- _BRIEF A_:
Decide whether each statement agrees with the report on the payment reform hearing. Answer yes or no for each, and quote the words of the report that decide it.
(i) The hearing was chaired by Sen. Richard Moore.
(ii) Under global payments, doctors would receive a fee for every service they provide.
(iii) Dr. Mario Motta is executive director of the state's Group Insurance Commission.
- _BRIEF B_: Continue the report on the payment reform hearing from its final sentence.

- _TEXT EXCERPT_:
Advertisement

Hearing Draws Crowd to Debate Payment Reform

WBUR's Sacha Pfeiffer attended the legislature's first public hearing on revamping the way doctors and hospitals are paid in Massachusetts. Here's a brief report:

Several leaders of the state's health care reform effort testified today at a hearing before the joint commission on health care financing, chaired by Sen. Richard Moore, urging legislators to reform the medical payment process in Massachusetts as quickly as possible. Many of them voiced support for a proposal, made earlier this year by a state commission on payment reform, to radically change how insurers pay doctors and hospitals.

Called "global payments," the plan would set a fixed payment for each patient that would cover all of that patient's care for a whole year. The commission recommended that global payments replace the current system, in which doctors receive a fee for every service they provide — an approach that critics say drives up health care costs unnecessarily by providing a financial incentive to do more.

Citing "unsupportable premium increases" and rapidly rising health care costs, Dolores Mitchell, executive director of the state's Group Insurance Commission, cautioned that "we don't have time to waste." Her concerns were echoed by Dr. Mario Motta, president of the Massachusetts Medical Society, who warned that health care costs in the state have "become unaffordable and unsustainable."

- _GIVEN RECORDS_:
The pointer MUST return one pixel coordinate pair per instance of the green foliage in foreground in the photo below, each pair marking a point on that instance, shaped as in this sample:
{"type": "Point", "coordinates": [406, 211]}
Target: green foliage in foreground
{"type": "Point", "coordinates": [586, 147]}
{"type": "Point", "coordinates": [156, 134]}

- _ANSWER A_:
(i) Yes: "chaired by Sen. Richard Moore"
(ii) No: "the plan would set a fixed payment for each patient that would cover all of that patient's care for a whole year"
(iii) No: "Dr. Mario Motta, president of the Massachusetts Medical Society"

- _ANSWER B_:
Rick Lopez, Chief Physician Executive of Atrius Health, a strong proponent of reform, testified that "global payments are not a radical new idea but rather a revival of the best of managed care combined with the many lessons we learned back in the 1980’s and 1990’s."

The commission that recommended shifting to a statewide "global payments" system has suggested phasing in the new approach over five years. Massachusetts Secretary of Administration and Finance Leslie Kirwan, who leaves her post tomorrow for a new job at Harvard University, said she considers the five-year plan reasonable but the transition must be "careful and structured" to keep disruption to a minimum.

For more on the hearings, read the State House News Service story here. For those with extraordinary stamina, CommonHealth expects to post video of the entire hearing when it becomes available.

This program aired on October 8, 2009. The audio for this program is not available.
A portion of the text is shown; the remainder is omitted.